Dean eagerly embraces the moment. Here we are as in olden days, Happy golden days of yore. He reaches into the plastic shopping bag he’s carrying, and pulls out two brown paper packages (not tied up with string). He smiles as he admits he got them at the gas mart down the street. Sam laughs and says “great minds think alike.”

He pulls two small gifts from under his chair. Dean is genuinely surprised to be receiving anything in return, and happily takes them. Sam opens his first, making an appropriately big show as he reveals … “skin mags! And … shaving cream!” Something in Sam’s face says these are the best gifts he’s ever received.

Satisfied that Sam is happy, Dean opens his presents. Motor oil and a candy bar. “Well, look at this. Fuel for me and fuel for my baby!” Dean extends his cup of nog in a Christmas toast.

“Hey, Dean … … … I love you, man. Feel like watching the game?”

I love you too, Sam. Absolutely.”

As Rosemary Clooney sings about muddling through somehow, the boys settle back, content to be in the moment. The camera pulls back through the window, and we end with a lovely shot of them laughing and talking together, the snow falling gently on Metallicar and the Christmas lights glinting off her hood. Dean’s going to Hell, and Sam will be alone, but for now they’re together.

**Supplied data**:
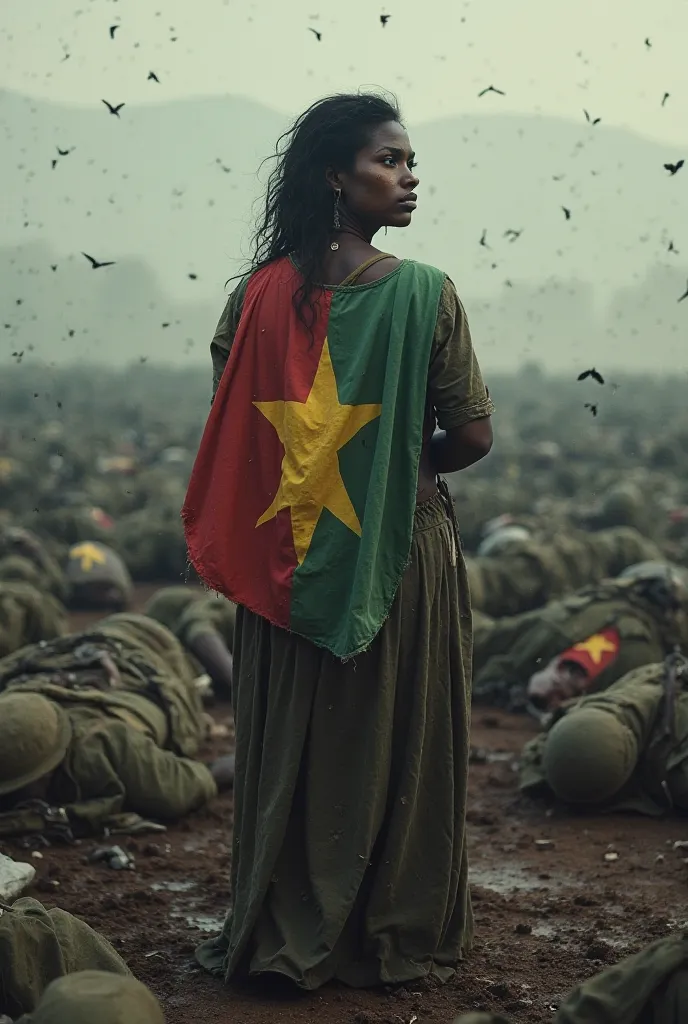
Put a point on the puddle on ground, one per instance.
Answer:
(508, 878)
(173, 887)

**Tasks to complete**:
**a)** In the Christmas scene excerpt, where did Dean get the two paper packages he gives Sam?
**b)** Sum up the Christmas scene excerpt in two sentences.
**c)** Decide whether each statement agrees with the Christmas scene excerpt. Answer yes or no and quote the deciding words.
(i) Dean bought his gifts for Sam at a gas mart.
(ii) Dean opens his presents before Sam opens his.
(iii) In the final shot, snow is falling on Metallicar.

**Answers given**:
**a)** At the gas mart down the street.

**b)** Dean gives Sam two brown paper packages from the gas mart, and Sam gives Dean two small gifts in return: Sam gets skin mags and shaving cream, and Dean gets motor oil and a candy bar. After a toast, the brothers say they love each other and settle back together as snow falls outside, content for now even though Dean is going to Hell and Sam will be alone.

**c)**
(i) Yes: "he got them at the gas mart down the street."
(ii) No: "Sam opens his first."
(iii) Yes: "the snow falling gently on Metallicar."